** START OF Stored data **
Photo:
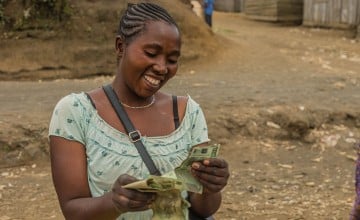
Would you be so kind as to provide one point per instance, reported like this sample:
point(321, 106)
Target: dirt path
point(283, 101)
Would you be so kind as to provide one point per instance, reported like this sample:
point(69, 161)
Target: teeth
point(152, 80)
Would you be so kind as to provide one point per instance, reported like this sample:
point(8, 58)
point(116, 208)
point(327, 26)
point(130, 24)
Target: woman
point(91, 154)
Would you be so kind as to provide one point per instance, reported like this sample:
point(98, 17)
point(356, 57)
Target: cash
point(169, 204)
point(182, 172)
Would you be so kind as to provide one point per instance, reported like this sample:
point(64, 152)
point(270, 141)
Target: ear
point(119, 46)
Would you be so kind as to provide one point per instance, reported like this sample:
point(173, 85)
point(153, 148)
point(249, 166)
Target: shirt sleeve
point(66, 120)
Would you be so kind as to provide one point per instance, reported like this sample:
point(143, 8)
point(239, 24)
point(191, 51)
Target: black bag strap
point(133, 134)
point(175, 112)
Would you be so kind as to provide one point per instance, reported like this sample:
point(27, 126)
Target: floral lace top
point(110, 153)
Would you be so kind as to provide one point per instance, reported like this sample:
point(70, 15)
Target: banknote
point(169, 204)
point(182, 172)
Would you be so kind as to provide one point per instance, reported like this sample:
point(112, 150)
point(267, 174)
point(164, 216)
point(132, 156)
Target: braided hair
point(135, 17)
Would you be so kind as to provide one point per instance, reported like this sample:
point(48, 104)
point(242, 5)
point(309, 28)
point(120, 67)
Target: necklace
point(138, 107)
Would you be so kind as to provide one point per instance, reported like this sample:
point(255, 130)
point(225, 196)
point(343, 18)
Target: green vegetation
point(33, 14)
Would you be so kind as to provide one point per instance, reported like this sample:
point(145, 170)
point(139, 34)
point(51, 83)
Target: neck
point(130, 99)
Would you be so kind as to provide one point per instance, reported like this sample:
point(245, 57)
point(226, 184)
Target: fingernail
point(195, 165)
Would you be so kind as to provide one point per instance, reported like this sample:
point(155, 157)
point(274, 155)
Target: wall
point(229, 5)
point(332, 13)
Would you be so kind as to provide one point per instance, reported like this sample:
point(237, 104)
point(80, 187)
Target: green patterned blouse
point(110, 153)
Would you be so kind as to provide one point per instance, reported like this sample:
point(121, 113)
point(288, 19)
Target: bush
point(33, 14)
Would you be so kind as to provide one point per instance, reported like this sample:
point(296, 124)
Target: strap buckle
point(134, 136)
** END OF Stored data **
** START OF Stored data **
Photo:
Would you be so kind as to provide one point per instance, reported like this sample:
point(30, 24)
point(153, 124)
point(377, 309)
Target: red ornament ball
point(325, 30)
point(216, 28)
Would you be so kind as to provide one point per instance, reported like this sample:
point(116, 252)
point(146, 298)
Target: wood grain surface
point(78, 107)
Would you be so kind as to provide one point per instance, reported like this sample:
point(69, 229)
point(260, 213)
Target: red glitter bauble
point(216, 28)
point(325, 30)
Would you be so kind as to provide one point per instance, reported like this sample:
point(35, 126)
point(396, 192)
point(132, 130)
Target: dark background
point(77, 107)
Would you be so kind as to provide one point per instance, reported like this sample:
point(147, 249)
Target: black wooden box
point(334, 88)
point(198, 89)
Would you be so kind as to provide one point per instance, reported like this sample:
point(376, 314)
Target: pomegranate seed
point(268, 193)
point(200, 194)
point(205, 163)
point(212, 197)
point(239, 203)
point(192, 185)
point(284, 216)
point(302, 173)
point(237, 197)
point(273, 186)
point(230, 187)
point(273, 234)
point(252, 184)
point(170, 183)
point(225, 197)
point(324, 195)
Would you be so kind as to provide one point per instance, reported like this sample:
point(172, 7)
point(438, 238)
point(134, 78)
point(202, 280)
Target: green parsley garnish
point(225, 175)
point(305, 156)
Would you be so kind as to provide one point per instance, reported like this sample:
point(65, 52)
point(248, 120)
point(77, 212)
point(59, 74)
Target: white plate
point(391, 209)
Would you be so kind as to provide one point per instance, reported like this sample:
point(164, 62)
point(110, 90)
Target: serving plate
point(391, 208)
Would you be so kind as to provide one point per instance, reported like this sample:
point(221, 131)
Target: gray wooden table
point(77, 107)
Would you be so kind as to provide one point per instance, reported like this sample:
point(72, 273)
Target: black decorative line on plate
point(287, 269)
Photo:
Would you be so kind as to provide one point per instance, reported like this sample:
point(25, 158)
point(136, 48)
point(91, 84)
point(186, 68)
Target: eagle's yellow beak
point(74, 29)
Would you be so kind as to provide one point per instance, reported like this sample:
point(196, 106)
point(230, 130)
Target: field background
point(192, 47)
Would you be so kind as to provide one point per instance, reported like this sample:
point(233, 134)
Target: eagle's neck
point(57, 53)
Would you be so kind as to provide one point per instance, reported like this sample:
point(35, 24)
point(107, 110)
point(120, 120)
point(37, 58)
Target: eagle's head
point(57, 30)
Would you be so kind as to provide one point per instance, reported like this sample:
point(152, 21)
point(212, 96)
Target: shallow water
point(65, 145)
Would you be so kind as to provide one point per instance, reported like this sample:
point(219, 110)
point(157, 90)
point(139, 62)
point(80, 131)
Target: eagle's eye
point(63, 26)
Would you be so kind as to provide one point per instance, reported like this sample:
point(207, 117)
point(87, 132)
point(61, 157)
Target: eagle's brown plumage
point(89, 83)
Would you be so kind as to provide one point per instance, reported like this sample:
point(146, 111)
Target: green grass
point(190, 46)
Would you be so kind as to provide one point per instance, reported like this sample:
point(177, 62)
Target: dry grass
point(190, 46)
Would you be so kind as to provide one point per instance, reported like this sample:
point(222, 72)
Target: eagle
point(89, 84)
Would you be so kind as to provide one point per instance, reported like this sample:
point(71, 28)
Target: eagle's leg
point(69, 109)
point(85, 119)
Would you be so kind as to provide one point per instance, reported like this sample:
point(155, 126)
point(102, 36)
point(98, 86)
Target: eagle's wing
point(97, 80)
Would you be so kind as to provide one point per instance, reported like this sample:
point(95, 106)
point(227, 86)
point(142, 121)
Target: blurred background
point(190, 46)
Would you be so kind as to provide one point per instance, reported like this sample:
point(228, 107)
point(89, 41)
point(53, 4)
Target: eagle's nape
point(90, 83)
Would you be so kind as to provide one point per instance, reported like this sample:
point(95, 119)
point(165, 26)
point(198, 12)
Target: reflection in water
** END OF Stored data **
** START OF Stored data **
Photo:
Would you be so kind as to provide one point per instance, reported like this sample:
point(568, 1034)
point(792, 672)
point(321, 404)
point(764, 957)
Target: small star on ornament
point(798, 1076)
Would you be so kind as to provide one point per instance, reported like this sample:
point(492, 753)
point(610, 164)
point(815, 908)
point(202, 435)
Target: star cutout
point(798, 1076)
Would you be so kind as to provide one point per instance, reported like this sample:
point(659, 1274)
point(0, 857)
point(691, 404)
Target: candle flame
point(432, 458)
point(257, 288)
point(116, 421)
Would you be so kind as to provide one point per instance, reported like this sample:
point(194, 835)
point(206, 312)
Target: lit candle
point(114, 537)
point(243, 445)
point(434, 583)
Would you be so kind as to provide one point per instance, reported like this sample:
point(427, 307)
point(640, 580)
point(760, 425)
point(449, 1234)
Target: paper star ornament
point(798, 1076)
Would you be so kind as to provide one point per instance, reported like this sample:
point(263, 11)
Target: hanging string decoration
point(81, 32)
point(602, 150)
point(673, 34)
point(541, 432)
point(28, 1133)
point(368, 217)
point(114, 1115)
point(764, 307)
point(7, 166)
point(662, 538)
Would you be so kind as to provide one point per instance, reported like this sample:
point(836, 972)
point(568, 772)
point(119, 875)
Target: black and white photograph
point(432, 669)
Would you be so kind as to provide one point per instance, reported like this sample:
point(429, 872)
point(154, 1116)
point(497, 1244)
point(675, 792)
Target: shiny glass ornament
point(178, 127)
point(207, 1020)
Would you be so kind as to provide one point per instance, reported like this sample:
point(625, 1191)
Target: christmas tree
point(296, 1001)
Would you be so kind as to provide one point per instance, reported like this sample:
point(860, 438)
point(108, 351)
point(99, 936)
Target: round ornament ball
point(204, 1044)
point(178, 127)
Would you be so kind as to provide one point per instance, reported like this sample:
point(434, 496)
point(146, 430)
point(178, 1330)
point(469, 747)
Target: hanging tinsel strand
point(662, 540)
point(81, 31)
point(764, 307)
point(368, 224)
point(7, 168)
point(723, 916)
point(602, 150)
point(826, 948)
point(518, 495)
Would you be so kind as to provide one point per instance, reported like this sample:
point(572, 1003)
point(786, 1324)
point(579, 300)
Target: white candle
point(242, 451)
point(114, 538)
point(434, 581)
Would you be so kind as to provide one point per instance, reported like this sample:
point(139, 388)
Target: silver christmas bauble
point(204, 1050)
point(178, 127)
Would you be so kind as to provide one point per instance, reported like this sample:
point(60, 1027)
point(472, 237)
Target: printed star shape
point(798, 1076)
** END OF Stored data **
> **Task**
How many lines in the items above contain the word "water"? Reply with the number alone.

> **The output**
2